Your objective
Please pick out and copy every line of the records below that contains the string "field", matching its case exactly.

* * * *

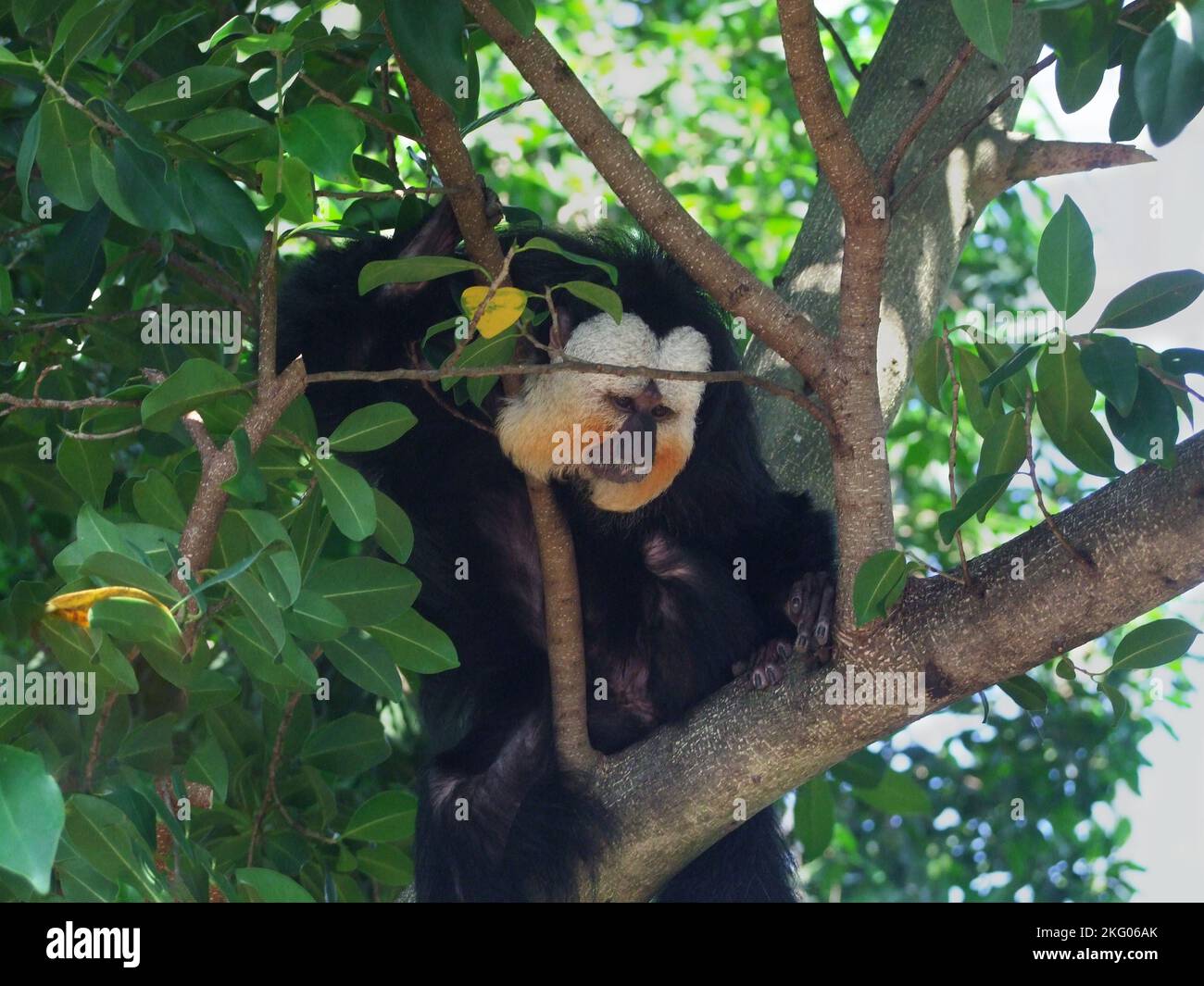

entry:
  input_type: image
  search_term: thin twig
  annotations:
[815,11,861,81]
[298,72,406,137]
[1024,384,1096,572]
[891,53,1057,212]
[306,359,831,428]
[940,325,972,585]
[43,69,125,137]
[83,691,117,791]
[59,425,142,442]
[878,41,974,195]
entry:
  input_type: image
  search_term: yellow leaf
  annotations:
[45,585,171,629]
[460,284,526,340]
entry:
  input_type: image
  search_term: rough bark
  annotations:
[597,434,1204,901]
[744,0,1040,505]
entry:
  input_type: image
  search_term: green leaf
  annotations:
[223,510,301,609]
[223,615,318,694]
[92,597,199,689]
[358,256,485,295]
[1108,618,1199,673]
[852,770,932,815]
[301,713,389,777]
[0,746,64,893]
[1098,681,1128,730]
[344,791,418,842]
[233,867,317,905]
[1092,269,1204,331]
[1036,195,1096,318]
[284,589,348,643]
[515,236,619,284]
[1036,342,1096,433]
[178,106,267,148]
[832,750,886,787]
[306,557,420,626]
[795,774,835,861]
[557,281,622,325]
[43,202,109,312]
[52,0,132,76]
[1055,45,1108,113]
[184,742,230,802]
[915,336,948,410]
[280,105,366,184]
[1081,336,1136,414]
[142,359,242,431]
[36,93,97,212]
[289,489,333,576]
[1036,393,1120,477]
[365,609,460,674]
[113,137,195,233]
[999,674,1048,712]
[1135,6,1204,147]
[372,490,414,565]
[979,344,1042,405]
[954,349,1003,436]
[196,13,256,53]
[852,552,907,626]
[117,713,177,774]
[221,428,270,500]
[313,458,376,541]
[330,401,418,452]
[65,794,171,903]
[256,157,314,223]
[16,104,43,219]
[132,469,188,530]
[229,572,286,657]
[324,630,402,702]
[494,0,534,37]
[952,0,1011,61]
[978,410,1028,522]
[384,0,469,111]
[117,6,205,80]
[125,65,245,120]
[80,552,180,605]
[1104,368,1179,468]
[180,161,263,254]
[1162,349,1204,377]
[56,438,113,510]
[936,470,1015,544]
[356,845,414,887]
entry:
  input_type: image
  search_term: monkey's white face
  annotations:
[497,312,710,513]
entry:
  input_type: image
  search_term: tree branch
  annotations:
[597,434,1204,901]
[778,0,896,616]
[381,15,599,772]
[464,0,827,384]
[1008,133,1155,181]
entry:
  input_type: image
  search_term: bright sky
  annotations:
[1024,69,1204,901]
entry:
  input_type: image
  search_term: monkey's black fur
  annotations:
[280,214,832,901]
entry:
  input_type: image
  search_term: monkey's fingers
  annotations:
[732,637,791,691]
[787,572,835,661]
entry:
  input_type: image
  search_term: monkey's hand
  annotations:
[732,572,835,690]
[786,572,835,664]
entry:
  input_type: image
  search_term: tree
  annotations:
[0,0,1204,899]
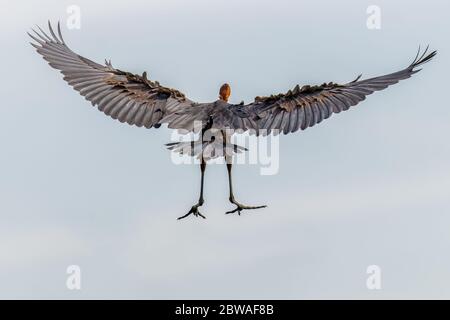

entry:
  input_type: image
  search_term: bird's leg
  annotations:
[178,159,206,220]
[226,162,267,215]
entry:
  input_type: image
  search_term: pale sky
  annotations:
[0,0,450,299]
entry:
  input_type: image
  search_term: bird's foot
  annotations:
[177,202,206,220]
[225,200,267,215]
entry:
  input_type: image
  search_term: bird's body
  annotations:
[30,23,436,218]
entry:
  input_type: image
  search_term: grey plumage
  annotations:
[29,22,436,145]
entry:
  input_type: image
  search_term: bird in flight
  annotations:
[28,22,437,219]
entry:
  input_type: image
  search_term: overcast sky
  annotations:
[0,0,450,299]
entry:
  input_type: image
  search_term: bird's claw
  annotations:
[225,201,267,215]
[177,203,206,220]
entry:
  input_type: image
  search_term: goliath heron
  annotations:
[29,22,436,219]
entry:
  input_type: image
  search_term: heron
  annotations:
[28,21,437,219]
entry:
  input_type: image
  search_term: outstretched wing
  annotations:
[28,22,201,129]
[241,47,436,134]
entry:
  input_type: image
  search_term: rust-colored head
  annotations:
[219,83,231,102]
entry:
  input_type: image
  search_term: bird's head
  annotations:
[219,83,231,102]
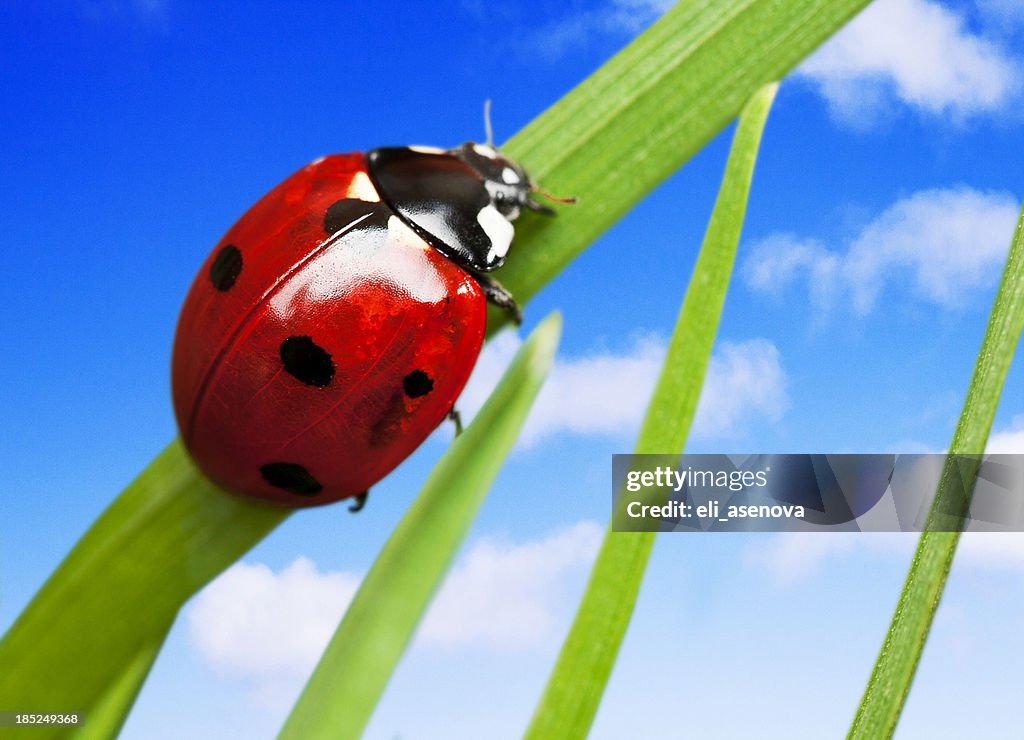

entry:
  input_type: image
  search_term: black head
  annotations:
[367,142,553,272]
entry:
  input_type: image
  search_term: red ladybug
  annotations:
[172,143,552,510]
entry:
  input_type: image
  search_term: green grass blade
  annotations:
[526,80,777,738]
[0,441,286,738]
[489,0,868,330]
[849,203,1024,740]
[281,314,561,740]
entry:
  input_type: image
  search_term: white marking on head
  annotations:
[476,206,515,265]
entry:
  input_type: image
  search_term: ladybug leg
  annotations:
[470,271,522,327]
[449,406,462,437]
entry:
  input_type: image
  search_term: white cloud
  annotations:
[693,339,787,438]
[985,413,1024,454]
[186,521,603,705]
[744,532,1024,586]
[745,532,918,585]
[418,521,604,651]
[187,558,360,677]
[741,185,1018,314]
[458,334,786,447]
[531,0,675,59]
[799,0,1020,126]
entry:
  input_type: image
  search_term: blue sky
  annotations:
[0,0,1024,738]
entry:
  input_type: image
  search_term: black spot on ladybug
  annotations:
[210,244,242,293]
[324,198,388,233]
[401,369,434,398]
[259,463,324,496]
[281,337,334,388]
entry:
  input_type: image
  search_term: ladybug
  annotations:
[172,142,558,511]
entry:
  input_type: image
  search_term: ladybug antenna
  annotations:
[483,97,495,148]
[529,182,575,210]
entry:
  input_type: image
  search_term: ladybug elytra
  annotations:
[172,142,552,509]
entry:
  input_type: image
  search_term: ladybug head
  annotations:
[367,142,569,272]
[452,141,554,221]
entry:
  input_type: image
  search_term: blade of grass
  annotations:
[0,0,868,728]
[280,314,561,738]
[526,84,777,738]
[0,440,287,737]
[848,203,1024,739]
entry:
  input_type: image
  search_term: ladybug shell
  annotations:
[172,154,486,507]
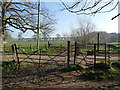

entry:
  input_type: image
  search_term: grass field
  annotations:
[4,41,120,54]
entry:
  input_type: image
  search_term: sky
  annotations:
[9,2,118,38]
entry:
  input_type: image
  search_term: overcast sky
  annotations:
[9,2,118,38]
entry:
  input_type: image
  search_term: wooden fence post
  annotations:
[105,43,106,64]
[67,41,70,66]
[11,45,15,61]
[94,44,96,69]
[30,44,32,51]
[74,42,77,65]
[97,33,100,52]
[39,49,42,66]
[14,44,20,65]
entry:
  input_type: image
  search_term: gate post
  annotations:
[108,44,110,66]
[67,41,70,66]
[94,44,96,69]
[105,43,106,64]
[11,45,15,61]
[14,44,20,65]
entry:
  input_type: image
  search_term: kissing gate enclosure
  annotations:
[4,41,116,71]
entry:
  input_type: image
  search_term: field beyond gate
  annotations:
[3,42,120,88]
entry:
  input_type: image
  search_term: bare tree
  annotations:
[0,1,55,39]
[61,0,119,15]
[71,20,96,45]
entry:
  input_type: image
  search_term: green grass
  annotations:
[0,60,33,71]
[81,61,120,81]
[4,41,67,55]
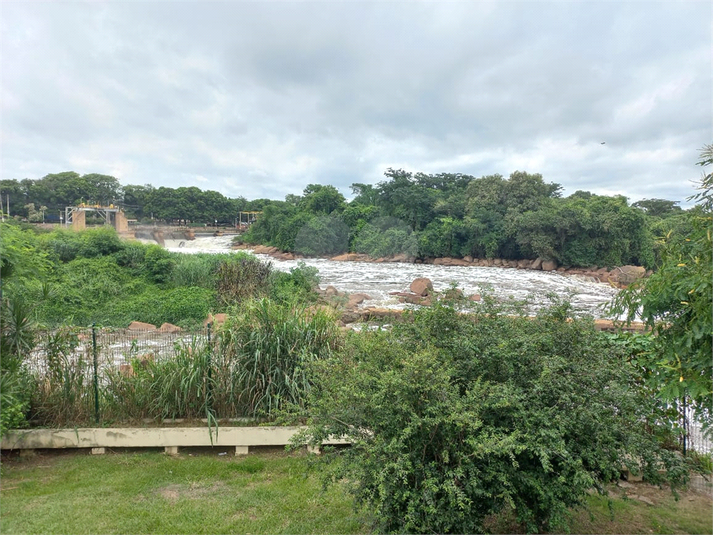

* * * *

Task solution
  search_term: grass field
  search_term: field beyond gate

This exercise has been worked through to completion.